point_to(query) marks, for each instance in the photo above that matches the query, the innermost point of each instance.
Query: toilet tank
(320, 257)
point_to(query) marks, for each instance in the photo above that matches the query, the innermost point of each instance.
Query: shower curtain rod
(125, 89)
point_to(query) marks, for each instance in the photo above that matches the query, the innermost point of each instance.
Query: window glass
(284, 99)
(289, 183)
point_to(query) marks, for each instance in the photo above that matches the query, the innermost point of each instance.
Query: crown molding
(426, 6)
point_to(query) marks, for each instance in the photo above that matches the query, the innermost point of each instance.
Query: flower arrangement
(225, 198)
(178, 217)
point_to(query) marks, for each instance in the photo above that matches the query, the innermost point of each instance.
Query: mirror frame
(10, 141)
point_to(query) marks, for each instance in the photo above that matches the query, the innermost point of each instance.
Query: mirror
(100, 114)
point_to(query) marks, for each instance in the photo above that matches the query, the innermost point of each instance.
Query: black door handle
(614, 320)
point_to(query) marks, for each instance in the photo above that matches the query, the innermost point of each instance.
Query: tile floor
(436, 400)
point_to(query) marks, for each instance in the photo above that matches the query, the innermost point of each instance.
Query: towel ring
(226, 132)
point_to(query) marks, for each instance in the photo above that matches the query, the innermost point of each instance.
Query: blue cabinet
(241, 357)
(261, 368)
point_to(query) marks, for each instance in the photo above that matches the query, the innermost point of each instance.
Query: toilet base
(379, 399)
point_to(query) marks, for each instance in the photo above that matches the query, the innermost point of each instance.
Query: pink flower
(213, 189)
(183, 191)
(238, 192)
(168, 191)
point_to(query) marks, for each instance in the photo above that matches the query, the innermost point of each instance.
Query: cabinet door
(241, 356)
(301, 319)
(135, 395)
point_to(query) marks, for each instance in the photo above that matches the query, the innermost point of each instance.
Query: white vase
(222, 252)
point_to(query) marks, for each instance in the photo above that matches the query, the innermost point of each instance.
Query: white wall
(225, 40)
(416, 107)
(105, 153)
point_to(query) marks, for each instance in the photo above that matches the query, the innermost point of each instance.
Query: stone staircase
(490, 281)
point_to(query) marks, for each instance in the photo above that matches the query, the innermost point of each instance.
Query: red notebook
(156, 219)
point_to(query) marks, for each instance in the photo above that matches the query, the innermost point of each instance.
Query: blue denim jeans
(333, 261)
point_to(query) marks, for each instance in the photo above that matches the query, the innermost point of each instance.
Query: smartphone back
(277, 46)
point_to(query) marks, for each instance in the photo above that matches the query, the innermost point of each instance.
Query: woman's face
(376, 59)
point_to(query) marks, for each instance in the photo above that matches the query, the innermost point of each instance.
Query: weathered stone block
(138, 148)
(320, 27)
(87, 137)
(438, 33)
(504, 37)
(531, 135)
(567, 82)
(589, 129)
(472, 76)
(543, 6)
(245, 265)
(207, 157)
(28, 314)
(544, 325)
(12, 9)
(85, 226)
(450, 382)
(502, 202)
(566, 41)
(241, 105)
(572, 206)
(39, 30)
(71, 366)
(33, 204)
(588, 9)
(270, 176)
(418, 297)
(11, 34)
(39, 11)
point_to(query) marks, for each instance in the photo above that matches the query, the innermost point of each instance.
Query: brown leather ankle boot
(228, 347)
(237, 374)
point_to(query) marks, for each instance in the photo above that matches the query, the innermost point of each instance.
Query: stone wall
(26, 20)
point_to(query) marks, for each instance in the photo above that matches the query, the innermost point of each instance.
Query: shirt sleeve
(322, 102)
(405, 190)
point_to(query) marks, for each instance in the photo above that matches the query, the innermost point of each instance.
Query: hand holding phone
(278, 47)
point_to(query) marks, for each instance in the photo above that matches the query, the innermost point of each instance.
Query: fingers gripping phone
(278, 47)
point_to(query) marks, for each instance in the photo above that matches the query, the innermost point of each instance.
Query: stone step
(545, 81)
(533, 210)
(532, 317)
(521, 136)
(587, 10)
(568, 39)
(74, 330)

══════════════════════════════

== Stated goal ==
All of the entries should be written out again exactly.

== Task solution ==
point_to(query) marks, for each instance in the photo above that matches the query, the innermost point of each instance.
Query: toilet tank
(320, 257)
point_to(query) marks, for each instance in the photo above that matches the query, the innermost point of each instance.
Query: shower curtain rod
(125, 89)
point_to(query) marks, for each instance in the photo above that matches the query, the innermost point of each instance.
Query: window glass
(284, 99)
(289, 183)
point_to(query) marks, for each instance in the photo above that matches the query, the innermost point of each instance.
Query: crown molding
(426, 6)
point_to(query) marks, for each instance in the photo above that matches the query, the innermost point of each instance.
Query: flower arrangement
(225, 198)
(178, 217)
point_to(query) marks, for each instance in the photo above that matches the query, the innermost point of each instance.
Query: mirror frame
(10, 141)
point_to(query) marks, for each instance in the photo above that matches the query, the innermost point of each instance.
Query: mirror
(100, 114)
point_to(query) marks, for each instance in the photo above that matches the query, the innermost point of each instance.
Query: black door handle
(614, 320)
point_to(query) marks, for each instance in the photo above that matches the query, the innermost point of each instance.
Query: tile floor
(436, 400)
point_to(query) marks, for each instance in the photo above that matches the query, the innermost point of each instance.
Query: towel ring
(226, 132)
point_to(query) marks, for each instance in the photo above that matches the query, the innermost point of each instance.
Query: blue cabinet
(241, 357)
(261, 368)
point_to(query) marks, for each instance in the photo above that matches the query, the innermost point of each instance.
Query: toilet base
(379, 399)
point_to(query) marks, for each instance in the photo above that matches the query, the innermost point of each instance.
Query: pink flower
(213, 189)
(183, 191)
(238, 192)
(168, 191)
point_to(query) marks, for each instance in the photo above that matches the query, the innermost point of each instance.
Query: cabinet door
(241, 356)
(301, 319)
(135, 395)
point_to(query) marks, for each instance in the photo above that matches the query, the innermost point of each instance.
Query: white vase
(222, 252)
point_to(query) marks, for each instance in the photo above that matches the query, the innermost point of each instance.
Query: white wall
(225, 40)
(416, 107)
(105, 153)
point_to(query) marks, for each instance in the photo above that matches the query, the innermost point of each instance.
Query: stone staircase
(490, 281)
point_to(query) marks, for each instance in the photo above that matches the query, the innermost point of each instance.
Query: red notebook
(156, 219)
point_to(query) marks, for each instance in the photo above that matches the query, the innermost point of each instance.
Query: blue denim jeans
(333, 261)
point_to(query) marks, for each instance in the photo above that matches the query, the innermost point of each instance.
Query: smartphone back
(277, 46)
point_to(query) marks, for each instance in the photo above that matches the query, the innermost point of each instance.
Query: woman's face
(376, 59)
point_to(query) marks, for each instance in the photo above that matches the query, the innermost point of each instance.
Query: weathered stone block
(138, 148)
(320, 27)
(87, 137)
(438, 33)
(504, 37)
(531, 135)
(567, 82)
(589, 129)
(472, 76)
(543, 6)
(245, 265)
(207, 157)
(28, 314)
(544, 325)
(12, 9)
(85, 226)
(450, 382)
(502, 202)
(566, 41)
(241, 105)
(572, 206)
(39, 30)
(71, 366)
(33, 204)
(588, 9)
(270, 176)
(418, 297)
(11, 34)
(39, 11)
point_to(query) marks, for each instance in the photo above that matches the query, the innermost point of each instance.
Query: brown leather ankle boot
(228, 347)
(237, 374)
point_to(query) marks, for each instance in the photo above that matches the query, the innermost point of each instance.
Query: stone wall
(26, 20)
point_to(query) marks, for each instance in the photo above that matches the query, the innermost point of each instance.
Query: shirt sleeve
(322, 102)
(405, 190)
point_to(query) marks, for each instance in the photo above that matches the query, the innermost point of each instance.
Query: hand holding phone
(278, 47)
point_to(query) marks, for each instance in the photo above that matches the query, the innermost point of each instance.
Query: fingers gripping phone
(278, 47)
point_to(query) marks, for each instance in the photo above that matches the query, the innermost point of each instance.
Query: stone step
(545, 81)
(533, 210)
(532, 317)
(521, 136)
(587, 10)
(568, 39)
(74, 330)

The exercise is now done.